Years ago, a non-chemist friend of mine visiting my lab asked me what a rotavap was for
Years ago, a non-chemist friend of mine visiting my lab asked me what a rotavap was for. After my explanation, he asked, ’do you guys ever make hooch with that thing?’ I was reminded of this when I visited my cocktail mixologist friends Tony Conigliaro and Spike Marchant. Tucked under the eaves of the roof of their bar in north London, UK, is the cramped laboratory where they prepare the exotic concentrates, syrups, and decoctions that make their cocktails so special. In addition to a pair of glass-fronted refrigerators crammed with fruits and leaves, steel shelves groaned with equipment - blenders, mixers, filters, shakers, and much more. By the window stood their pride and joy: a gleaming rotary evaporator. At its lower end spun a large pear-shaped flask filled with green leaves and a clear liquid, with droplets of clear condensate dripping gently into the receiver. The sight made me grin.
The rotary evaporator is one of the iconic devices of the modern chemistry laboratory and every student learns - often the hard way - how to use one (Chemistry World, December 2009, p78). Much as it is hard to conceive of a time when the mobile phone did not exist, many of us never stop to ask what chemists did before the arrival of this remarkable device.

● **INFORMATION SUPPLIED**
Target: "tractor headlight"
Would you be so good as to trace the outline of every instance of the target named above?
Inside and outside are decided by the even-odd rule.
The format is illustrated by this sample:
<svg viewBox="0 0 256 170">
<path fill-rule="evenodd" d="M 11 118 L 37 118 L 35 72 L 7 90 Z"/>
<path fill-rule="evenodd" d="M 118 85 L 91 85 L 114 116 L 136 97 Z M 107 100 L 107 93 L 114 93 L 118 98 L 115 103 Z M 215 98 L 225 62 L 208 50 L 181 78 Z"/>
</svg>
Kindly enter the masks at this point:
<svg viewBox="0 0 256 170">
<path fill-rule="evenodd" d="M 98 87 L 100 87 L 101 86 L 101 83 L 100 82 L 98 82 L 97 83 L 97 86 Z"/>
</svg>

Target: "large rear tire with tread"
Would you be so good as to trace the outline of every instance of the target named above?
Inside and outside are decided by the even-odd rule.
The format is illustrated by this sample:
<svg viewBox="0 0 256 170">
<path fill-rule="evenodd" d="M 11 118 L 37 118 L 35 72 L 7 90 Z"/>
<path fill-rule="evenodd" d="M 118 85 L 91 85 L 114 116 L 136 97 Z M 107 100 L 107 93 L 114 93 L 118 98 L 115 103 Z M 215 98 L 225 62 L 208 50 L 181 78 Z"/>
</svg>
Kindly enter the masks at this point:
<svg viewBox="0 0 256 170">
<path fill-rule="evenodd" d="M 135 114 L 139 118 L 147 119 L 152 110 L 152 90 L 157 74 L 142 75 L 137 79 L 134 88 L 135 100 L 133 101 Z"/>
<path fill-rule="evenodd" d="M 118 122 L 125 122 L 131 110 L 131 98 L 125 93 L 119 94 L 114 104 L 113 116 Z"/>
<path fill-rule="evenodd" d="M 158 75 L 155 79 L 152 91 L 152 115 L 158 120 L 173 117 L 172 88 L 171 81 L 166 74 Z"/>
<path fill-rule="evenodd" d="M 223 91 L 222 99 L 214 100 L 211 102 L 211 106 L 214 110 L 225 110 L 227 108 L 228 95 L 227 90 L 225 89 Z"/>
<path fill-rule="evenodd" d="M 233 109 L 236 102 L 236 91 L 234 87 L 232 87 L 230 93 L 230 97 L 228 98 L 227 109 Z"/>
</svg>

● **DIRECTIVES**
A: In the article on the rotary evaporator, where is the laboratory of Tony Conigliaro and Spike Marchant?
B: Please summarize the article on the rotary evaporator in two sentences.
C: Write the next paragraph of the article on the rotary evaporator, picking up after its final sentence.

● **WRITTEN RESPONSES**
A: It is under the eaves of the roof of their bar in north London, UK.

B: A visit to the cramped laboratory above a north London bar, where two cocktail mixologists prepare concentrates, syrups and decoctions, brought the writer face to face with a gleaming rotary evaporator distilling green leaves. The rotary evaporator is an iconic device of the modern chemistry laboratory, yet many chemists never stop to ask what was done before it arrived.

C:
At some point in most synthetic chemistry the solvent has to be removed from a mixture. For solids this might be done in open containers using very gentle heat. But otherwise one had to set up a distillation, methodically assembling glassware joined by means of carefully bored corks, applying a Bunsen flame ever so gently to the flask. To speed up the process, a vacuum could be applied to lower the boiling point. The problem, as every chemist knows, was the ever-present danger of bumping that arises from local superheating. Since boiling chips lose their usefulness under vacuum, a stream of bubbles introduced with a capillary (Chemistry World, October 2008, p79) can provide nucleation sites. But this raises the pressure and limits what can be distilled.
Some dogged chemists tried to find ways to induce nucleation by mechanical means, such as violently shaking the entire distillation apparatus to induce bubble formation - an operation not for the faint of heart. In his magisterial book on laboratory technique, Avery Morton rather incredulously reported that ’a way has even been found of rotating the flask during distillation’, as if the chemist in question had lost his mind.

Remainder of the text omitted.